[AVAILABLE RECORDS — start]

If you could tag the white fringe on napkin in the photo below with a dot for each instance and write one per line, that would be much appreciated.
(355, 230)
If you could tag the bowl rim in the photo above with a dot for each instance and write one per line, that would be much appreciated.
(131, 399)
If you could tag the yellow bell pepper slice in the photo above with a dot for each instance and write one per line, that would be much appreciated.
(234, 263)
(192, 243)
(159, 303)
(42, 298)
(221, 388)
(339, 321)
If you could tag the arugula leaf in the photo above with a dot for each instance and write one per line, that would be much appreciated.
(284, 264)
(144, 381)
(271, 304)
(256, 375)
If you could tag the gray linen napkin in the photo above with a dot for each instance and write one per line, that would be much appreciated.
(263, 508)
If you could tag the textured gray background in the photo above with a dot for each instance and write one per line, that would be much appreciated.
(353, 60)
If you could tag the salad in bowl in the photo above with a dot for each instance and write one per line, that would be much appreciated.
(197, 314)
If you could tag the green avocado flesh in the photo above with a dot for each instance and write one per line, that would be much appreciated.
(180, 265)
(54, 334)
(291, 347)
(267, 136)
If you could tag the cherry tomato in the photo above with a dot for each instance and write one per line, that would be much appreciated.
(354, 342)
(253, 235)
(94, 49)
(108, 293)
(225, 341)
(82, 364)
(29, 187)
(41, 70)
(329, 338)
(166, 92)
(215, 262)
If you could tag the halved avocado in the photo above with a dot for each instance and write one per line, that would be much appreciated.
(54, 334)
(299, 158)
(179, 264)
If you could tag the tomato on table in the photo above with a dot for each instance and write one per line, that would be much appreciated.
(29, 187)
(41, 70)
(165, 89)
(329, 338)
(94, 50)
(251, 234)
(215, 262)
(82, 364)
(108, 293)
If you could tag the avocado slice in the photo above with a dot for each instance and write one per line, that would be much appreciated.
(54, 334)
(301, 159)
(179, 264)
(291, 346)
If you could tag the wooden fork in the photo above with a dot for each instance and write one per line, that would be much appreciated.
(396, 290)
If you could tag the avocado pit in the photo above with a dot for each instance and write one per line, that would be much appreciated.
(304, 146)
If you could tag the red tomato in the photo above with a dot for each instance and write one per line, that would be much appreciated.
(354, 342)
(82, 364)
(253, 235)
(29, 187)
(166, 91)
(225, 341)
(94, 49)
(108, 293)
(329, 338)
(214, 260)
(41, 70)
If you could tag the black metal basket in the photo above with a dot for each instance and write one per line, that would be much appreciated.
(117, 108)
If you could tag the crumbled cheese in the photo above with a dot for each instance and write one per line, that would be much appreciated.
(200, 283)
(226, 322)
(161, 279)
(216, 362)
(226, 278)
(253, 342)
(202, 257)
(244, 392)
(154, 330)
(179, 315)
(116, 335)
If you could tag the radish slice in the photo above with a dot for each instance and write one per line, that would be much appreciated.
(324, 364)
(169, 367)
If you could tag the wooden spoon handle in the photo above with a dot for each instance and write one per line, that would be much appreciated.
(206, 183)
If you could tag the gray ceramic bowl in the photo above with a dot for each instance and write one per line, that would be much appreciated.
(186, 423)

[AVAILABLE RECORDS — finish]

### BRIEF
Repeat only the lines from the one holding "If you could tag the radish" through the last line of the data.

### RESPONSE TO THIS TASK
If you could tag the radish slice in the photo above with a dot for each instance and write one per line, that would be much appreciated.
(324, 364)
(169, 367)
If you could tag the wooden spoon handle in the photo above with a dot for each instance and write one per line, that would be much appreciated.
(206, 183)
If you could tag the gray ceramic bowl in the photo above with a dot for each instance and write one per line, that would be much appreciated.
(186, 423)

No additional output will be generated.